**EXTRACTED ENTRIES:**
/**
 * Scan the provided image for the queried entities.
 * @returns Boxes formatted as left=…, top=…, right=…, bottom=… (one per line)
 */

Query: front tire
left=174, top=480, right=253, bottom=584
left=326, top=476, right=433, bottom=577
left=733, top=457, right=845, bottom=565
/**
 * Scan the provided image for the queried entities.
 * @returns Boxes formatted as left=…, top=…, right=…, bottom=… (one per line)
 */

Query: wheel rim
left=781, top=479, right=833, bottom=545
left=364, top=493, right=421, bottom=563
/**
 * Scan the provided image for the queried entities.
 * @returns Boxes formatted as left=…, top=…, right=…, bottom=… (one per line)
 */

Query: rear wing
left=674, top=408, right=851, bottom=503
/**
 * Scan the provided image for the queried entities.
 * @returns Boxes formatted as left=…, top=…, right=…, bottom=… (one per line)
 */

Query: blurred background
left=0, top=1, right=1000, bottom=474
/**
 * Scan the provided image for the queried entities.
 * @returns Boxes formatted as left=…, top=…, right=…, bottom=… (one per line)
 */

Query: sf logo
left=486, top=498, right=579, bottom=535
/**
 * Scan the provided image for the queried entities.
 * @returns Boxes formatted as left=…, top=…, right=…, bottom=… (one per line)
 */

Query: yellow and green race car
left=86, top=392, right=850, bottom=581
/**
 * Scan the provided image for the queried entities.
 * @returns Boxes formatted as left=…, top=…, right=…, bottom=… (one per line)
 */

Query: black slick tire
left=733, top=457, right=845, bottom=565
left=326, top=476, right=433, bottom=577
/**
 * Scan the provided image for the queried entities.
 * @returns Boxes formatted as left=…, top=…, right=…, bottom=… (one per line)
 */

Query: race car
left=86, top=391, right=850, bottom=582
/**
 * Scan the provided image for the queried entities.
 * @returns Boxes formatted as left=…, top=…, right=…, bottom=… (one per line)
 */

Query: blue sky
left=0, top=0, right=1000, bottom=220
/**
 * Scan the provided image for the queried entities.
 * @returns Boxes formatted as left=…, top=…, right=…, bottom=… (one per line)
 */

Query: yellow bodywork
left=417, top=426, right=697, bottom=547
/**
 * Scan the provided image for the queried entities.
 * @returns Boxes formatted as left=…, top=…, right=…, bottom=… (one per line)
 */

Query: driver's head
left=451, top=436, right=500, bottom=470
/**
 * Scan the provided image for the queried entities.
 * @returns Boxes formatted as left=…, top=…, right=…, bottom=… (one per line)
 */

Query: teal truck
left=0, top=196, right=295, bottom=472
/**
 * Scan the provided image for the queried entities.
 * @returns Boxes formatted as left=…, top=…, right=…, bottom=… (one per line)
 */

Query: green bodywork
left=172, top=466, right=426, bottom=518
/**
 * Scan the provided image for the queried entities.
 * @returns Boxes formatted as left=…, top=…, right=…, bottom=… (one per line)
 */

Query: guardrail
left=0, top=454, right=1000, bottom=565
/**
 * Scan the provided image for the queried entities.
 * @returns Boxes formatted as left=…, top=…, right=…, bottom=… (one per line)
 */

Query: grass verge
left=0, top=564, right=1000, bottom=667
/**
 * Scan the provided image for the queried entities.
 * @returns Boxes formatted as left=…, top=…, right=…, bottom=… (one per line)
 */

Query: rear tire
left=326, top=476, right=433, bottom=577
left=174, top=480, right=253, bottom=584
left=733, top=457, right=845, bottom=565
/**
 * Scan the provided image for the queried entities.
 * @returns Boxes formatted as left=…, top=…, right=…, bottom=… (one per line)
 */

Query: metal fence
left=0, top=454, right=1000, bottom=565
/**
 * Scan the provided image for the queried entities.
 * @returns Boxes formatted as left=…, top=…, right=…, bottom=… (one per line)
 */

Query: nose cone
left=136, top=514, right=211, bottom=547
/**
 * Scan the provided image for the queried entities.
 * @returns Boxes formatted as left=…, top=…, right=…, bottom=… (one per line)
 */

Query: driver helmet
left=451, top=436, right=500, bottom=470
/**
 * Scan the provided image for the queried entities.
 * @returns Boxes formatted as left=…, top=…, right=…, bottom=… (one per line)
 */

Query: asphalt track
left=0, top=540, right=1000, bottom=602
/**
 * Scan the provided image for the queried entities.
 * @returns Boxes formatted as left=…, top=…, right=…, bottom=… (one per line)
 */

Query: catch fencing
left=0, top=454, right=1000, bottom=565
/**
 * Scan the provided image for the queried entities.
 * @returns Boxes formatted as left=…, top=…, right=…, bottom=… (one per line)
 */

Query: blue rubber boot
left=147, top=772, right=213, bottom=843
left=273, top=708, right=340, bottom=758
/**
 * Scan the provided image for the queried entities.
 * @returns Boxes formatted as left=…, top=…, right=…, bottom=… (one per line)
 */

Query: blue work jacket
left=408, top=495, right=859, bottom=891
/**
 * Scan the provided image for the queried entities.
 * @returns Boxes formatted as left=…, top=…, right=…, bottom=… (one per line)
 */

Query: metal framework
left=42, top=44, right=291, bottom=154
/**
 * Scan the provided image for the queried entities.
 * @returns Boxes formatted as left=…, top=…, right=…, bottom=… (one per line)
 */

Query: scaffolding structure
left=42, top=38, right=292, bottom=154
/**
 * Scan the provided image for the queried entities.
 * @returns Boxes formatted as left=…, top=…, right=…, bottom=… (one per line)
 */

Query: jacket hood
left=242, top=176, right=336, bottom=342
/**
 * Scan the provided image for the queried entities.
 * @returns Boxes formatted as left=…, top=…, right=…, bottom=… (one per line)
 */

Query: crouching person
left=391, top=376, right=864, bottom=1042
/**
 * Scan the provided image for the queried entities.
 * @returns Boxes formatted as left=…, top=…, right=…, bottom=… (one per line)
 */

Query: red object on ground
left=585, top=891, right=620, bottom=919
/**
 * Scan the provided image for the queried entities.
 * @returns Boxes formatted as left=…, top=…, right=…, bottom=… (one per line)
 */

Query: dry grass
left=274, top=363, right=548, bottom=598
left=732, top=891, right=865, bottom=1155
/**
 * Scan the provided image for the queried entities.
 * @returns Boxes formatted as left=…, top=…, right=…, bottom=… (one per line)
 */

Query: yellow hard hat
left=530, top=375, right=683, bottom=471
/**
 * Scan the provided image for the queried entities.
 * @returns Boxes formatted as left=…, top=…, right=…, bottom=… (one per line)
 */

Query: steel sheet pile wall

**WRITTEN INSTRUCTION:** Pull out every line in the records above that contains the word "jacket", and copy each of those lines in full.

**ANSWER TO THE PROBLEM:**
Query: blue work jacket
Query: jacket hood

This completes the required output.